◆ ABOUT THIS EXERCISE ◆
How do the lines below between the ones holding "point: muddy brown" and "point: white cloud", inclusive, read? Give them again exactly, with no other lines.

◆ INFORMATION SUPPLIED ◆
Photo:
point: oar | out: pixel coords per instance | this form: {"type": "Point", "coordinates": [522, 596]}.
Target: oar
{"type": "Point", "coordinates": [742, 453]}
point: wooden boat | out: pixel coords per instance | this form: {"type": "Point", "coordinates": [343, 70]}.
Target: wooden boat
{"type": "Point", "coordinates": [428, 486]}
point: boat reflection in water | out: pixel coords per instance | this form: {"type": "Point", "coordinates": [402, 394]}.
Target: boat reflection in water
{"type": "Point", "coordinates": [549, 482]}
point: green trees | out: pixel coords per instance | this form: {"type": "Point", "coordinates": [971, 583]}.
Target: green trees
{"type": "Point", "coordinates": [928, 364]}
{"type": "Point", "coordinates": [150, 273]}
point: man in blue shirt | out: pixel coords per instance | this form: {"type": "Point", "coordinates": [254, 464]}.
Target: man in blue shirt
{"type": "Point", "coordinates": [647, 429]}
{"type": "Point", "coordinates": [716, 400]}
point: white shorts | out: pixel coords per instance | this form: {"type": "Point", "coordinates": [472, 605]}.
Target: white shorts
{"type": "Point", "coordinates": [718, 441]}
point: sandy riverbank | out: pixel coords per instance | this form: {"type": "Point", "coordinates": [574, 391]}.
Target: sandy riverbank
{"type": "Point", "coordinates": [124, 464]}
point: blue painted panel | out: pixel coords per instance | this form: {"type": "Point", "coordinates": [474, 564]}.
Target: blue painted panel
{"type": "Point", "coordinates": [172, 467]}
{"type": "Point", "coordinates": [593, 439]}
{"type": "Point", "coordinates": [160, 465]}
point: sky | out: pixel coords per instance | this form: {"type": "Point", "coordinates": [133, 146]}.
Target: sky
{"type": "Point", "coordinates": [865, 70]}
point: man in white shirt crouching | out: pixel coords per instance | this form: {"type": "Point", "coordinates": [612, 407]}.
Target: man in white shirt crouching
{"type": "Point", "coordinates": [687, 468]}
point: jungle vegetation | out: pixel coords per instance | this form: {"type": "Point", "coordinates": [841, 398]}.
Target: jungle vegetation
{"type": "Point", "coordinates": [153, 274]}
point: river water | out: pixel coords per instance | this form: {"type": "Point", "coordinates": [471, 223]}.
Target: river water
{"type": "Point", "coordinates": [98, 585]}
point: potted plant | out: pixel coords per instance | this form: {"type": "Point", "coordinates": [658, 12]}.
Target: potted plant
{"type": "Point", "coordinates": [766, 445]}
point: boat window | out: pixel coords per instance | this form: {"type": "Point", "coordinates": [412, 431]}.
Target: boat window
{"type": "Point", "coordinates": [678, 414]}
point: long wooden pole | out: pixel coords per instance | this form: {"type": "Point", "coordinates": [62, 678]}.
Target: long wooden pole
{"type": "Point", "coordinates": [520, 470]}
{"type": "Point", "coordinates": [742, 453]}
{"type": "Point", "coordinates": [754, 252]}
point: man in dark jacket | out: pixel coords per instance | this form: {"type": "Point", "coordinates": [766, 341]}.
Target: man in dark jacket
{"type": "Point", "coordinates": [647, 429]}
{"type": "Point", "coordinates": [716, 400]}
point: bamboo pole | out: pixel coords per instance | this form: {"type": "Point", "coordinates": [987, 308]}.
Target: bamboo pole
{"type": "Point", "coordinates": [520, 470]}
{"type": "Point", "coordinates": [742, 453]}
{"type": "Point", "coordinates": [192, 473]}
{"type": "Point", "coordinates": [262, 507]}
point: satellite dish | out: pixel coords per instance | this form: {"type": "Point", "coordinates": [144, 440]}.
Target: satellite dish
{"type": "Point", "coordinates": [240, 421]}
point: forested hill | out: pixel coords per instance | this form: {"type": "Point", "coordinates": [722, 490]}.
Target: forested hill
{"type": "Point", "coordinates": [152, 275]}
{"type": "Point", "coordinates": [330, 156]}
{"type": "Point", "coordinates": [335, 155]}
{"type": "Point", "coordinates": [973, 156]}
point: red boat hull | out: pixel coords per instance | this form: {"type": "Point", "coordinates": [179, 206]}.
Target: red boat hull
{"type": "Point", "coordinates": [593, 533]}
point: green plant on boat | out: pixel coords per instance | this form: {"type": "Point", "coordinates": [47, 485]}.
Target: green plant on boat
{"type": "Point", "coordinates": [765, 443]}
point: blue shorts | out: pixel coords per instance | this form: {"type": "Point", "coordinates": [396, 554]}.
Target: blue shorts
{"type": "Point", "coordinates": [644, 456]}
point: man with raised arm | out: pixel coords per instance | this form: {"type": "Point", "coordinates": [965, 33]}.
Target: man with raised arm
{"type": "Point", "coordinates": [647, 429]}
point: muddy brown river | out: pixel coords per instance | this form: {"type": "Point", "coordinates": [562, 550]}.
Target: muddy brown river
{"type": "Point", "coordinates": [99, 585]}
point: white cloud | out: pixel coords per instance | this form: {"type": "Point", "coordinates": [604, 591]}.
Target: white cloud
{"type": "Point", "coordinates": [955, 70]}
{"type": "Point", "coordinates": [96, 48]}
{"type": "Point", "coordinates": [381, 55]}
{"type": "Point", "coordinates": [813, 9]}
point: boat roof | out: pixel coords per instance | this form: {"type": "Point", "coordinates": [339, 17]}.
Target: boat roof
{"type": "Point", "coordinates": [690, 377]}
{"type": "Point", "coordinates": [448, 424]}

◆ SOLUTION ◆
point: muddy brown river | out: pixel coords per instance | this form: {"type": "Point", "coordinates": [562, 550]}.
Target: muddy brown river
{"type": "Point", "coordinates": [99, 585]}
point: white cloud | out: pixel coords per instance | this form: {"type": "Point", "coordinates": [604, 591]}.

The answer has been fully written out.